* [Provided material]:
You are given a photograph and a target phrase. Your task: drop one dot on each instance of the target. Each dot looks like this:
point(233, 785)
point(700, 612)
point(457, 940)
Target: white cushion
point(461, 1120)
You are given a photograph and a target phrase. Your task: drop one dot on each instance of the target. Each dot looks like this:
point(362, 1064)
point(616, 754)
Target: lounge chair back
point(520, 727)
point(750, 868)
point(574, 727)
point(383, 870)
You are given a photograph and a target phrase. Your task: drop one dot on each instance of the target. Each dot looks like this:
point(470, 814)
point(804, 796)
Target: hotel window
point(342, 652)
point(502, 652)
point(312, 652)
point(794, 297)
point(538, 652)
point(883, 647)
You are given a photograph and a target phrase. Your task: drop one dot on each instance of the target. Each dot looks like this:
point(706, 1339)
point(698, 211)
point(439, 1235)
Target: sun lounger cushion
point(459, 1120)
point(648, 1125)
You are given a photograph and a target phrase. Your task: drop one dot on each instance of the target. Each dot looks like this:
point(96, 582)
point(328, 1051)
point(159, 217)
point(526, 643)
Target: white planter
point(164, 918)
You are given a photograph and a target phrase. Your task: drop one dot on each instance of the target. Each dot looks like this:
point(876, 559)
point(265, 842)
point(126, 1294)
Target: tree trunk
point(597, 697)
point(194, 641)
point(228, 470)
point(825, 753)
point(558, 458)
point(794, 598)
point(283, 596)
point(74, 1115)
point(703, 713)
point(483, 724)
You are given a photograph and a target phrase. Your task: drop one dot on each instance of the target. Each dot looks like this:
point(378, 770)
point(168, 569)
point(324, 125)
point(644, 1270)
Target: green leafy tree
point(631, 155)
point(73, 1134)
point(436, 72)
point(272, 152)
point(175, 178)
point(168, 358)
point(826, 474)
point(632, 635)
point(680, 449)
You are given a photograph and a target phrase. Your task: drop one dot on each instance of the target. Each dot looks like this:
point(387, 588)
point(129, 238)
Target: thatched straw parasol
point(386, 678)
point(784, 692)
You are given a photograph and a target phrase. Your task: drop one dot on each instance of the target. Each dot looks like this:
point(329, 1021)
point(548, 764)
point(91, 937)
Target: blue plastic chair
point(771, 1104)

* [Task goal]: Revise everything from the start of the data down to the line containing "point(883, 647)", changing "instance" to "occurrence" and leaving everything else unchanged. Return only those lines.

* [Result for this exercise]:
You are given a photograph and a target phrase. Your task: drop one dot on each occurrence of the target. Each dot looks like this:
point(233, 785)
point(700, 612)
point(457, 940)
Target: white cushion
point(461, 1120)
You are given a photograph and a target phrase. Your task: drop one dot on each occurrence of the target. Each dot looks like this:
point(362, 1064)
point(616, 754)
Target: lounge chair back
point(520, 727)
point(750, 868)
point(574, 727)
point(383, 870)
You are given a photograph and a target phrase. Your task: drop one dot on each occurrence of the target. Each dot looks like this:
point(470, 814)
point(804, 796)
Target: hotel window
point(342, 652)
point(502, 652)
point(312, 652)
point(794, 297)
point(538, 652)
point(883, 647)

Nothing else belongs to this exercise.